§ **Exercise description**
Set down all of the records word for word.

*** Records provided Section Begins ***

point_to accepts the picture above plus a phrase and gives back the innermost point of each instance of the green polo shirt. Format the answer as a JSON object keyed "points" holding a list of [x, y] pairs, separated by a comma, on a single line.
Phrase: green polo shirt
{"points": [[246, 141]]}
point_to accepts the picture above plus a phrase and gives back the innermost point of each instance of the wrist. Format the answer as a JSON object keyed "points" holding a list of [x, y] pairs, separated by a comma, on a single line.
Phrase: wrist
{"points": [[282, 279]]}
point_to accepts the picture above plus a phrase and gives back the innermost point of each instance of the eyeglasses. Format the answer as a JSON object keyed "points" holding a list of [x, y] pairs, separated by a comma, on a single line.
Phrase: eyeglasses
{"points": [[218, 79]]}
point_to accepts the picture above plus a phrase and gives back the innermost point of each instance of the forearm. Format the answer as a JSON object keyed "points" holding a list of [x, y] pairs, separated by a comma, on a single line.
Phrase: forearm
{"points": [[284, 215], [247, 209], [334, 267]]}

*** Records provided Section Ends ***

§ **Response area**
point_to accepts the picture above plus a phrase and gives back the innermost point of each instance of the green polo shirt. Format the answer as a JSON object keyed "points" holding a list of [x, y] pairs, separated by a comma, on a single line.
Phrase: green polo shirt
{"points": [[246, 141]]}
point_to accepts the picture above plus a phrase and gives back the innermost point of each instance of the wrist. Format the answer as a JSON object keyed "points" holding a list of [x, y] pairs, separated by a comma, on a single line.
Phrase: wrist
{"points": [[282, 279]]}
point_to accepts the picture above plus a phrase and gives back the innermost point of each instance of the eyeglasses. Format the answer as a JSON object keyed "points" holding a list of [x, y] pairs, separated by a comma, on a single line.
Phrase: eyeglasses
{"points": [[218, 79]]}
point_to accepts the picture above plus a phrase and gives back the innermost point of each instance of the forearm. Format the answer as a JSON object keyed "points" holding a list of [x, y] pairs, separated by a comma, on a single line.
Phrase: forearm
{"points": [[284, 215], [247, 209], [334, 267]]}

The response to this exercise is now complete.